> _WORK TO COMPLETE_
Retype each of the entries below word for word, keeping their order.

-- Start --

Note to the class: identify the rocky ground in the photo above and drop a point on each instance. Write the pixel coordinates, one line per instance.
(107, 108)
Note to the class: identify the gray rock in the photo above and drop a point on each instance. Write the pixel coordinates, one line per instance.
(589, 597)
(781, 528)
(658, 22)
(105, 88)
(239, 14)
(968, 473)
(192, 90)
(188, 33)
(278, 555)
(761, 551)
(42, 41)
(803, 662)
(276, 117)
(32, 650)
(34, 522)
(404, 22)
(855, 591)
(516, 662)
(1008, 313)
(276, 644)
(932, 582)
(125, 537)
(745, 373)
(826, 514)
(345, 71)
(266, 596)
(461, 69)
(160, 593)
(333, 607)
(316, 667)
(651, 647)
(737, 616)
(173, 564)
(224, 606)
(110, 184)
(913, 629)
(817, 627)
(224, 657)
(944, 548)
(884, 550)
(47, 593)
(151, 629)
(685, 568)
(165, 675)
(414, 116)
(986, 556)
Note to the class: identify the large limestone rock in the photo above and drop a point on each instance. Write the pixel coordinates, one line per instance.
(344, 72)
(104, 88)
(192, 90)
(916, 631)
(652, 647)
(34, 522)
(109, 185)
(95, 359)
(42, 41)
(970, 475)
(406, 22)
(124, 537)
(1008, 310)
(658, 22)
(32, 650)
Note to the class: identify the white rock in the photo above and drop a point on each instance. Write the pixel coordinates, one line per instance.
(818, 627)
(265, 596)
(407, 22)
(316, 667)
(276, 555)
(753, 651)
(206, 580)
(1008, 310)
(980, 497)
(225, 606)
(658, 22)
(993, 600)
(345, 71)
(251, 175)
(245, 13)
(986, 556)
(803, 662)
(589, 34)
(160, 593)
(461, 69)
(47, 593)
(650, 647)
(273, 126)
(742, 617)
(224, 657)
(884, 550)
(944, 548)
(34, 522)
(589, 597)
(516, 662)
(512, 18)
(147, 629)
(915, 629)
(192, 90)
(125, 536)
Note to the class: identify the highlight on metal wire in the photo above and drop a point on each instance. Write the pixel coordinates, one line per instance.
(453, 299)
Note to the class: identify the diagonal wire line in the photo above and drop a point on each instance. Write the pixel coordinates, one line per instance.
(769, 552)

-- End --

> _OUTPUT FOR THIS EXERCISE_
Note to the class: identify the rocky ground in the photo above and drop a point on each instance. Write the pixel coordinates, one line per instance.
(107, 108)
Note to the class: identify the gray rock in the photo above and drop a point on each instance. Write the pixel coordinates, one line per instance.
(589, 597)
(781, 528)
(658, 22)
(105, 88)
(239, 14)
(968, 473)
(192, 90)
(188, 33)
(278, 555)
(761, 551)
(42, 41)
(803, 662)
(276, 117)
(32, 650)
(34, 522)
(404, 22)
(855, 591)
(516, 662)
(1008, 313)
(276, 644)
(932, 582)
(125, 537)
(745, 373)
(826, 514)
(345, 71)
(266, 596)
(461, 69)
(160, 593)
(333, 607)
(316, 667)
(651, 647)
(737, 616)
(173, 564)
(224, 606)
(110, 184)
(913, 629)
(817, 627)
(224, 657)
(944, 548)
(884, 550)
(47, 593)
(151, 629)
(685, 568)
(165, 675)
(414, 116)
(986, 556)
Note to the class: identify the large limestone rock in the photo above and drop a point on each instance. Write the pixel coordinates, one line per instance.
(344, 72)
(104, 88)
(192, 90)
(916, 631)
(652, 647)
(34, 522)
(109, 185)
(95, 359)
(42, 41)
(970, 475)
(406, 22)
(124, 537)
(1008, 310)
(658, 22)
(32, 650)
Note to the class: identify the white rock in the photo above and drop a point on each instance. Write the pixel coordinates, one line per instance.
(818, 627)
(265, 596)
(407, 22)
(316, 667)
(276, 555)
(753, 651)
(206, 580)
(1008, 310)
(980, 497)
(225, 606)
(658, 22)
(993, 600)
(345, 71)
(251, 175)
(245, 13)
(986, 556)
(803, 662)
(589, 34)
(160, 593)
(461, 69)
(47, 593)
(650, 647)
(273, 126)
(742, 617)
(224, 657)
(884, 550)
(944, 548)
(34, 522)
(589, 597)
(516, 662)
(512, 18)
(147, 629)
(915, 629)
(192, 90)
(125, 536)
Note to the class: identify the highlight on metal wire in the photo above and drop a point on each instance. Write the pixel coordinates, one line per instance.
(453, 299)
Note to the class: identify the diagonal wire line in the photo above and drop a point on each instance. Write the pixel coordinates, one line per instance.
(769, 552)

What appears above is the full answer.